Each entry must appear in the answer exactly as written.

Top of RECORD SET

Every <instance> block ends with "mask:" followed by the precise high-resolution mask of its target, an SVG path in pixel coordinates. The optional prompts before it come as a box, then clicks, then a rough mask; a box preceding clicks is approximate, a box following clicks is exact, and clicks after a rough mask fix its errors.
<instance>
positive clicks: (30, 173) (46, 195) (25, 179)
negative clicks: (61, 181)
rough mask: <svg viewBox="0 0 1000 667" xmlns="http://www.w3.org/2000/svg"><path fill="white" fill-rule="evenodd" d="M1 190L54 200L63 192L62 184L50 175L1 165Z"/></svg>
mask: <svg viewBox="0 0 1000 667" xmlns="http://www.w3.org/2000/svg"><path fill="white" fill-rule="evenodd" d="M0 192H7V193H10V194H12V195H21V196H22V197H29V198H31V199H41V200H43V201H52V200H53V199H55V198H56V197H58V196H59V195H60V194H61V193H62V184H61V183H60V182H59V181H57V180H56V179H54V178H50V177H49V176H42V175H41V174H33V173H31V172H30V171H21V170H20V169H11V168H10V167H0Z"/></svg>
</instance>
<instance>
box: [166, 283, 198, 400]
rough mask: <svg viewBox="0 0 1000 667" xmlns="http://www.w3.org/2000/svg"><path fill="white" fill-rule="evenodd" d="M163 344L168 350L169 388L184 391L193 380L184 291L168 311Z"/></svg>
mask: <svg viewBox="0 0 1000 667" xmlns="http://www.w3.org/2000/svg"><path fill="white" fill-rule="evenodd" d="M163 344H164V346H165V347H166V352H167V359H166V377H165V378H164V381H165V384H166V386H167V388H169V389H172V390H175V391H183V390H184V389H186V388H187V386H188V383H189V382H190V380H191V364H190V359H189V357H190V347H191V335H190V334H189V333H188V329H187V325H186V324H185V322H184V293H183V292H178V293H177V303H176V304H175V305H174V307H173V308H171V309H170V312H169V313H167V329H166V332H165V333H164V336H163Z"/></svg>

Bottom of RECORD SET

- ANSWER FOR THIS EXERCISE:
Every <instance> block ends with "mask:" followed by the precise high-resolution mask of its target, an SVG path in pixel coordinates. The optional prompts before it come as a box, then clicks, then a rough mask; a box preceding clicks is approximate, a box following clicks is exact, and clicks after a rough mask fix its errors.
<instance>
positive clicks: (30, 173) (46, 195) (25, 179)
negative clicks: (61, 181)
rough mask: <svg viewBox="0 0 1000 667" xmlns="http://www.w3.org/2000/svg"><path fill="white" fill-rule="evenodd" d="M1 190L54 200L63 192L62 184L50 175L1 165Z"/></svg>
mask: <svg viewBox="0 0 1000 667" xmlns="http://www.w3.org/2000/svg"><path fill="white" fill-rule="evenodd" d="M0 192H7V193H10V194H12V195H21V196H22V197H29V198H31V199H41V200H43V201H52V200H53V199H55V198H56V197H58V196H59V195H60V194H61V193H62V184H61V183H60V182H59V181H57V180H56V179H54V178H50V177H49V176H42V175H41V174H33V173H31V172H30V171H21V170H20V169H11V168H10V167H0Z"/></svg>
</instance>
<instance>
box: [166, 283, 198, 400]
rough mask: <svg viewBox="0 0 1000 667" xmlns="http://www.w3.org/2000/svg"><path fill="white" fill-rule="evenodd" d="M163 344L168 350L169 388L184 391L193 380L184 291L168 311Z"/></svg>
mask: <svg viewBox="0 0 1000 667" xmlns="http://www.w3.org/2000/svg"><path fill="white" fill-rule="evenodd" d="M163 344H164V346H165V347H166V352H167V359H166V377H165V378H164V381H165V384H166V386H167V388H169V389H172V390H175V391H183V390H184V389H186V388H187V386H188V383H189V382H190V380H191V364H190V359H189V357H190V347H191V335H190V334H189V333H188V329H187V325H186V324H185V322H184V293H183V292H178V293H177V303H176V304H175V305H174V307H173V308H171V309H170V312H169V313H167V329H166V332H165V333H164V336H163Z"/></svg>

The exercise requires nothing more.